● **Vorgegebener Text**:
○ ○ ○ ○

Ich hatte schon sehr früh Kontakt mit diesen Leuten. Ich war bei den Konzerten in Wiesbaden und mit George Maciunas, der Fluxus begründete, befreundet. Das passierte einfach, ich habe aber nie behauptet, Teil dieser Bewegung zu sein. Ich gehöre der sog. Nachkriegsgeneration an und wir dachten es sei einfach die Welt zu verändern. Ich war Aktivist und Pazifist. Nun denke ich wir sind ein Teil von allem und umso universeller man sein kann, desto besser. Symbole und Traditionen stehen in ständig wechselhafter Verbindung mit unterschiedlichsten Kontexten.
In Ihren Kompositionen oder „ästhetischen Tragödien“, wie Sie sie auch nennen, sollen sich die Betrachter wiederspiegeln. In der Ausstellung im Museion bringen Sie den Südtiroler Kontext u.a. mit Geranien und Weingläser in den Museumsraum.
Es ist interessant, wenn Elemente der Ausstellungen vom Ort selbst stammen. Aus zwei Gründen: erstens lernst du etwas über den Ort und es stehen dir Dinge zur Verfügung, zu denen du vorher keinen Zugang hattest.

○ ○ ○ ○

● **Datenauszug**:
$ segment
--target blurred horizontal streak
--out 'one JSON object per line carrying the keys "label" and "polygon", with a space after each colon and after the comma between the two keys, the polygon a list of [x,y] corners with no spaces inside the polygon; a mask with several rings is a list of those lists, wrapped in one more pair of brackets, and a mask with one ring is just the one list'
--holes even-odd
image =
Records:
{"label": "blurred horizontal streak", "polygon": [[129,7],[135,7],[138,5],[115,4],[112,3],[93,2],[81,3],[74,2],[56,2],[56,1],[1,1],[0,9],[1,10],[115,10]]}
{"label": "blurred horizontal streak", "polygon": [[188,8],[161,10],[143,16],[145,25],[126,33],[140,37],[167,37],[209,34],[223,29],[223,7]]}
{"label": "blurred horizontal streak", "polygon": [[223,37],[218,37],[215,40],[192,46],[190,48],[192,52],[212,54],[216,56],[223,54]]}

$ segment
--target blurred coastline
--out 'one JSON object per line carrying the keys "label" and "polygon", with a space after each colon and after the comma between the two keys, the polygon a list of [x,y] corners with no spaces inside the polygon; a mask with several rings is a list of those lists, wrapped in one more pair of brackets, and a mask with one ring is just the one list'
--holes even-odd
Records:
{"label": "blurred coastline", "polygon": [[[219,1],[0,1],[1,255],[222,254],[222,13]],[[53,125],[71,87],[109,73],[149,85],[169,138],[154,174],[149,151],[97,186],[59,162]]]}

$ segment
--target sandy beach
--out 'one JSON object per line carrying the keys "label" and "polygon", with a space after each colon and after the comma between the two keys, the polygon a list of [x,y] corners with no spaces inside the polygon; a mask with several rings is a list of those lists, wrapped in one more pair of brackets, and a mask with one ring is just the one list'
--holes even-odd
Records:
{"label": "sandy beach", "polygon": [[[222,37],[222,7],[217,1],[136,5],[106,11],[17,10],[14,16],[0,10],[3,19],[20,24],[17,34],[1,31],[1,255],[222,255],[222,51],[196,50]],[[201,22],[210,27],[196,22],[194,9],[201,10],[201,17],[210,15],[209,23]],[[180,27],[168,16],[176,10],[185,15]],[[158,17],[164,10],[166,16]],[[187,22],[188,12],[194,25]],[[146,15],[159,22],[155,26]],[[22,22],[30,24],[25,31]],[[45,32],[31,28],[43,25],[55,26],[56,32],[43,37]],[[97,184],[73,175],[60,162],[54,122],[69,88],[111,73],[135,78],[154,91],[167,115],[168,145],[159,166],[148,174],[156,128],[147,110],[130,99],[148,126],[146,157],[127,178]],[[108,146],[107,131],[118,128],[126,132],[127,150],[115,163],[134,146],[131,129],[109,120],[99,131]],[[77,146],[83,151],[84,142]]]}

○ ○ ○ ○

● **Folgendes bearbeiten**:
1/ Such aus den Einträgen jede Zeile heraus, in der die Zeichenfolge „target“ vorkommt, und schreib diese Zeilen ab. Dabei zählt Groß- und Kleinschreibung.
2/ Schreib das Interview über Fluxus und die Ausstellung im Museion nach seinem letzten Satz weiter.

● **Ergebnisse nacheinander**:
1/
--target blurred horizontal streak
--target blurred coastline
--target sandy beach

2/
Die Beziehung der Leute zu den Gegenständen, ist eine Andere, wenn sie aus ihrem Umfeld stammen. Wir haben auch ausgestopfte Tiere hier in der Ausstellung. Vielleicht gibt es also einen Jäger, der die Ausstellung besucht und staunen wird: oh, so eines habe ich auch erlegt!
Sie haben einen besondere Beziehung zu Weihnachten...
Ja, jedes Jahr feiern wir in unserem Haus der „Villa Magica“ in Genf eine Weihnachtsparty. Für diese Feiern mit oft über tausend Leuten, haben wir jedes Mal ein anderes Thema, oft ein ziemlich durchgeknalltes, weil wir die unterschiedlichsten Dinge in etwas Weihnachtliches verwandeln. Manchmal kann das auch etwas pervers sein.